**Instructions for the task**: Pull every line with "green" from the entries below.

**Input for this task**:
++++
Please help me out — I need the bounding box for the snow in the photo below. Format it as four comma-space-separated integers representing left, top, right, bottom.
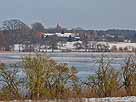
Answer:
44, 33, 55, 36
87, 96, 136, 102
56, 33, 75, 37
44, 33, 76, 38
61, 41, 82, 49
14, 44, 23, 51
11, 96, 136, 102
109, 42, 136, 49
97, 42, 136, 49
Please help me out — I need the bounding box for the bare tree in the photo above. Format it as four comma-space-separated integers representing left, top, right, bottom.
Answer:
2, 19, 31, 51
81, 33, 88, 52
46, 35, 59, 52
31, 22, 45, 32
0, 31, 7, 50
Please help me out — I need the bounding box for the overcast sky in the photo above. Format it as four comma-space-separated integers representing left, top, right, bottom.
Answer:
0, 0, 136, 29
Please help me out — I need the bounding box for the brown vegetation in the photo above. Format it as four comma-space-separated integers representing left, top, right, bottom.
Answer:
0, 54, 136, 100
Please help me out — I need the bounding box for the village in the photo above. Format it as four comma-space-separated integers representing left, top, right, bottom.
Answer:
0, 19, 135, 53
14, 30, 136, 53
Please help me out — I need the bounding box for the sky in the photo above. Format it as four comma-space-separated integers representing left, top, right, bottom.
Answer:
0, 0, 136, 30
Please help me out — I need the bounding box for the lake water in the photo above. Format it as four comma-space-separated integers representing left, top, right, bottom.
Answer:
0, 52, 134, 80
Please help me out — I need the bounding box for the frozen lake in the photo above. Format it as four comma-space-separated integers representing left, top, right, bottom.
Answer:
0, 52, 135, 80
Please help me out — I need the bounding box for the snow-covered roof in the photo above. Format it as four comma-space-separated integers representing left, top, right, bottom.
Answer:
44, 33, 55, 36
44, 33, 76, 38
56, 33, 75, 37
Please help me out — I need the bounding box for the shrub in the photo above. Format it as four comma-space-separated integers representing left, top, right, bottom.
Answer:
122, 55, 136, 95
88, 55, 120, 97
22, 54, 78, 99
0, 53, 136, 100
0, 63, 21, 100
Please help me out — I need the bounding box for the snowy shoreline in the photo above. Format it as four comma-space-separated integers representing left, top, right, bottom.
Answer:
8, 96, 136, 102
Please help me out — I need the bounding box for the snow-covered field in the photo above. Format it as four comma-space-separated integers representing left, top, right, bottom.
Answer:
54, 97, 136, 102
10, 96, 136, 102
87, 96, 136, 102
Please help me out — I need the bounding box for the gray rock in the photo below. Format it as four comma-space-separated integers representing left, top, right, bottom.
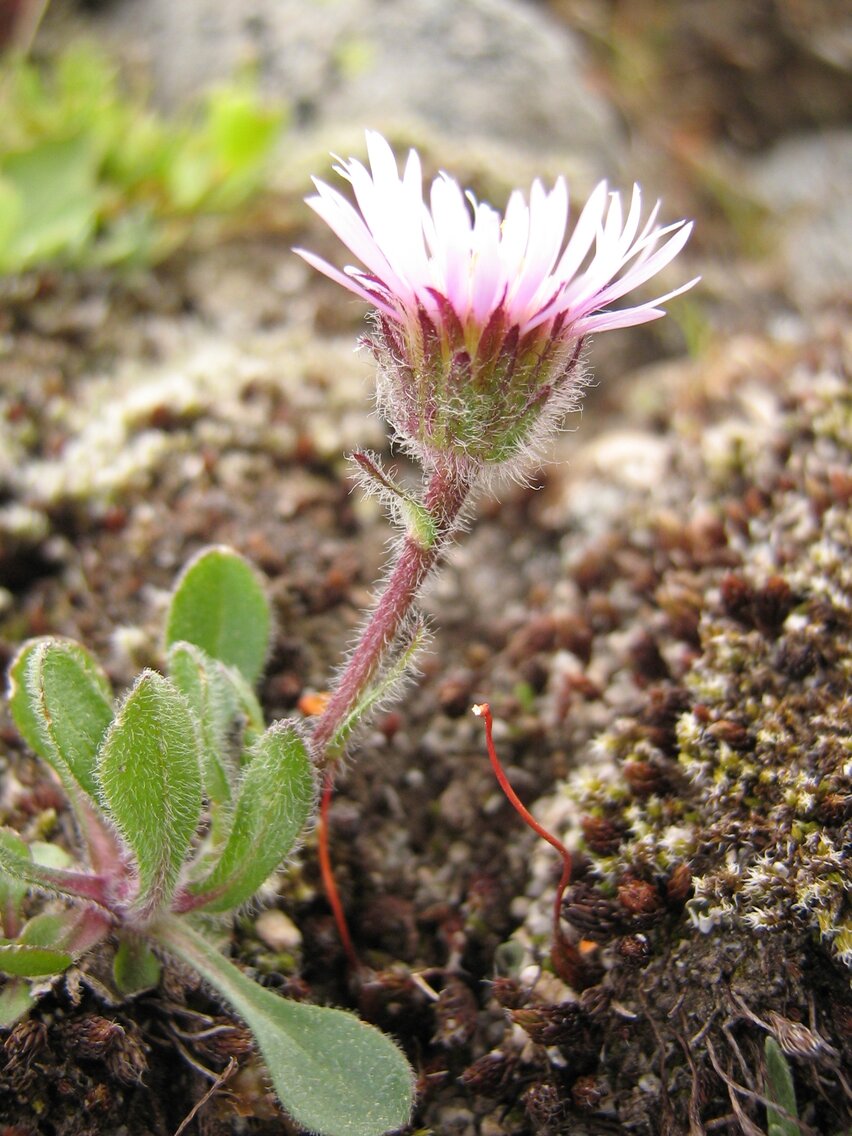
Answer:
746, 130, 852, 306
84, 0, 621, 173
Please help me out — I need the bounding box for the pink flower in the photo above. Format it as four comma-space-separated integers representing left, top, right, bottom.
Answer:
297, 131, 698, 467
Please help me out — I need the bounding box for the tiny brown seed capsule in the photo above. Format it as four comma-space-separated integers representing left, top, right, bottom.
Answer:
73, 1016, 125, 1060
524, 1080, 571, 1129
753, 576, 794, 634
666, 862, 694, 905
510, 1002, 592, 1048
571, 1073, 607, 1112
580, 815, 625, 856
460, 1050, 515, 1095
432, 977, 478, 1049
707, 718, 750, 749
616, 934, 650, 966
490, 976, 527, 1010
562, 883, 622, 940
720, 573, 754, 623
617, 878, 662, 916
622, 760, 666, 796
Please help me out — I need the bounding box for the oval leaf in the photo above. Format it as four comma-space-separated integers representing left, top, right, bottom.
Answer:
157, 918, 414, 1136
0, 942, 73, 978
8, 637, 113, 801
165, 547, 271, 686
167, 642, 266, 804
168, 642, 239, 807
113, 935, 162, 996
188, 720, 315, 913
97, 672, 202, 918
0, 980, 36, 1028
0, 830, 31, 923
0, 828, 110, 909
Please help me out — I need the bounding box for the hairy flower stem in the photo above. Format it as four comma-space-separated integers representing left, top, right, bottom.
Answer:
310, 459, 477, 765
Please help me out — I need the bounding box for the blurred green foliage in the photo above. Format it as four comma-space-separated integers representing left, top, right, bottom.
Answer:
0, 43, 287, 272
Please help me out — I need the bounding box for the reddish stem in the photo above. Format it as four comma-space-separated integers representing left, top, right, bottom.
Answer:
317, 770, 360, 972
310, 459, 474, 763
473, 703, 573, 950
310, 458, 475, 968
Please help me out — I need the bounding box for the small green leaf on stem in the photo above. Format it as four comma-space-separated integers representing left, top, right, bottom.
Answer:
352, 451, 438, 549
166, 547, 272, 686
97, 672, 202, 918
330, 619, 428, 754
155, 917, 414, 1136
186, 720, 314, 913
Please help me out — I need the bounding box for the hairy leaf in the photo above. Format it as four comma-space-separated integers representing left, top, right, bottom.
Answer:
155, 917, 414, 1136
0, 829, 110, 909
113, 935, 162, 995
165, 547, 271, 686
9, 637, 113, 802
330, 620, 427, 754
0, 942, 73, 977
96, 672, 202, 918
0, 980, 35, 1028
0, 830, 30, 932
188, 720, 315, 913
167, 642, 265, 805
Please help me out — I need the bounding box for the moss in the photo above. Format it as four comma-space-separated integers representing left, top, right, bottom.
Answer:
++++
**Response below**:
Please help me out — I need the bounding box for the blurred green foliage in the photo above. Format it as four comma-space-separated integers representing left, top, right, bottom.
Please help me out — I need the bounding box for the small green leaf on stem in the photo above. Format it as four comma-space-separated integers representing left, top, right, bottom.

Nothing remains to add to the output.